Stated goal: Rescale the items below, starting at the line with "door window, like" and continuing through the last line of the items, both included. Write out every line, requests included, leaving the requests and their sample points as they are, but multiply each answer coordinate by 2.05 and round it to a whole number, with halves rounded up.

=-=-=-=-=

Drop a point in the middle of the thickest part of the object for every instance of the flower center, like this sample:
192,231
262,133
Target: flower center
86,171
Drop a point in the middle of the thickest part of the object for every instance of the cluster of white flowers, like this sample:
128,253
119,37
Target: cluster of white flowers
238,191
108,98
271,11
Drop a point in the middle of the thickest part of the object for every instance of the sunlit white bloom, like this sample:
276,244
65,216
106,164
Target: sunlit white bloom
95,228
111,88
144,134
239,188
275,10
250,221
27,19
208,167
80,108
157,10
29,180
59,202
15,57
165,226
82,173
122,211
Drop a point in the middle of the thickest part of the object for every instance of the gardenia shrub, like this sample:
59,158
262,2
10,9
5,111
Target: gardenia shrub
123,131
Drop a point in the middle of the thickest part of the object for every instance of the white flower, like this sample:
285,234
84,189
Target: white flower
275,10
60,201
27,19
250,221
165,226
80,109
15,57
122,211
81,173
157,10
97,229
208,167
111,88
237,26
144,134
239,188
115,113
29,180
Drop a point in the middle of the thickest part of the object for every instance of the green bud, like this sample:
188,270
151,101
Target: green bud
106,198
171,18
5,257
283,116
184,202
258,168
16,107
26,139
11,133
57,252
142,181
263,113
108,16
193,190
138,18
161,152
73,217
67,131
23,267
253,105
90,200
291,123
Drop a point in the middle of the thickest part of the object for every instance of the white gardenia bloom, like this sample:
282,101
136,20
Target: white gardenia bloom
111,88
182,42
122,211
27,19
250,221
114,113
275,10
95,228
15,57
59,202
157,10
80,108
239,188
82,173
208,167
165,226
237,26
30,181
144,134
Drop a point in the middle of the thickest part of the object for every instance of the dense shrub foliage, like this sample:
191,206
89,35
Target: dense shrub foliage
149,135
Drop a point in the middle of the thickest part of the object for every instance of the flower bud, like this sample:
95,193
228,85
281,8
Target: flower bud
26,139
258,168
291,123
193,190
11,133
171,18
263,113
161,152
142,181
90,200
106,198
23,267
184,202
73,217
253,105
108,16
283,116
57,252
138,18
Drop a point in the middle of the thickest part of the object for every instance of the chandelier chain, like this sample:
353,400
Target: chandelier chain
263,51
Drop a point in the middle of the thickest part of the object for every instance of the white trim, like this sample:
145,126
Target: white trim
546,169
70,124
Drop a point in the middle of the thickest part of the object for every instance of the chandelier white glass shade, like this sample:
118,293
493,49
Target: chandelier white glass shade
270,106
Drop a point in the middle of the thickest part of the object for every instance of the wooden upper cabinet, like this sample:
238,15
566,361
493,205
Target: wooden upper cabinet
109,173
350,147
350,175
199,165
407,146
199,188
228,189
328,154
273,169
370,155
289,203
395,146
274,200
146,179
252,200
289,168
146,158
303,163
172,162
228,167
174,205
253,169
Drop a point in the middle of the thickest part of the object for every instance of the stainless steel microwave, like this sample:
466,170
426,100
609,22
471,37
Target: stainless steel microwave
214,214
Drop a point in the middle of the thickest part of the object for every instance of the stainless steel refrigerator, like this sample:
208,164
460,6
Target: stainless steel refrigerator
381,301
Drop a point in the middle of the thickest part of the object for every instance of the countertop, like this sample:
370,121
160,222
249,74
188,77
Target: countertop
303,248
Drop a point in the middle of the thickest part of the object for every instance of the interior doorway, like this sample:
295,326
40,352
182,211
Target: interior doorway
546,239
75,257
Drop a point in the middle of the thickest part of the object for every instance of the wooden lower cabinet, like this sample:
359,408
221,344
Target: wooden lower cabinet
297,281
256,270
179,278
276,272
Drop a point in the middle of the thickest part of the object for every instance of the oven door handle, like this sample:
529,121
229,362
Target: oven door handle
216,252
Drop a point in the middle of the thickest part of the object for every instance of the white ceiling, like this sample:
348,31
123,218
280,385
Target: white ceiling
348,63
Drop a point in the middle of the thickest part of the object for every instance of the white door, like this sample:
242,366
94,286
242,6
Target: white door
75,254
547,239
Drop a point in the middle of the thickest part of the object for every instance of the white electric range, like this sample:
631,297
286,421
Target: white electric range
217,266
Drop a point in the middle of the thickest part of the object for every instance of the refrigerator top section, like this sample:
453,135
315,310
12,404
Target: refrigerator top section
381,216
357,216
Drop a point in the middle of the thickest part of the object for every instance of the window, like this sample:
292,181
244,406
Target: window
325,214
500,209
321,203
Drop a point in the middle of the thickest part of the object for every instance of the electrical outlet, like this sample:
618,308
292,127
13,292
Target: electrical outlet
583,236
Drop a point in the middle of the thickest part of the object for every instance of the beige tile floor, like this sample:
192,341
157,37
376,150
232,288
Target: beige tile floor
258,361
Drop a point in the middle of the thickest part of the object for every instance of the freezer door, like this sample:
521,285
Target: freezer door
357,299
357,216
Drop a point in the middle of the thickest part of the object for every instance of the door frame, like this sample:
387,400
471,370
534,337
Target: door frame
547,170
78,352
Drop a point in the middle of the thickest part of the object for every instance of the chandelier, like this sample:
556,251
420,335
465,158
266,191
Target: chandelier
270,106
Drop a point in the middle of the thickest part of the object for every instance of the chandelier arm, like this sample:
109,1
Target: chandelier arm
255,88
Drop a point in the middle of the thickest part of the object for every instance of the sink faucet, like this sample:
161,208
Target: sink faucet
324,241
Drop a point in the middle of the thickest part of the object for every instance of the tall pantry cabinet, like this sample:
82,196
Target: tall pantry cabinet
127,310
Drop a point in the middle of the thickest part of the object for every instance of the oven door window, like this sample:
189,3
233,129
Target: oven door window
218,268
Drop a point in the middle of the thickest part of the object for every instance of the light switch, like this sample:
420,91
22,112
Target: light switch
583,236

=-=-=-=-=

Written response:
Drop a point in the middle of the thickest part of the object for every instance of the oven door window, like this sample:
189,3
233,129
Target: oven door window
447,549
Drop a point in the middle of the thickest part of the object for every instance of the light switch, like this sample:
420,91
22,112
Target: light switch
1195,484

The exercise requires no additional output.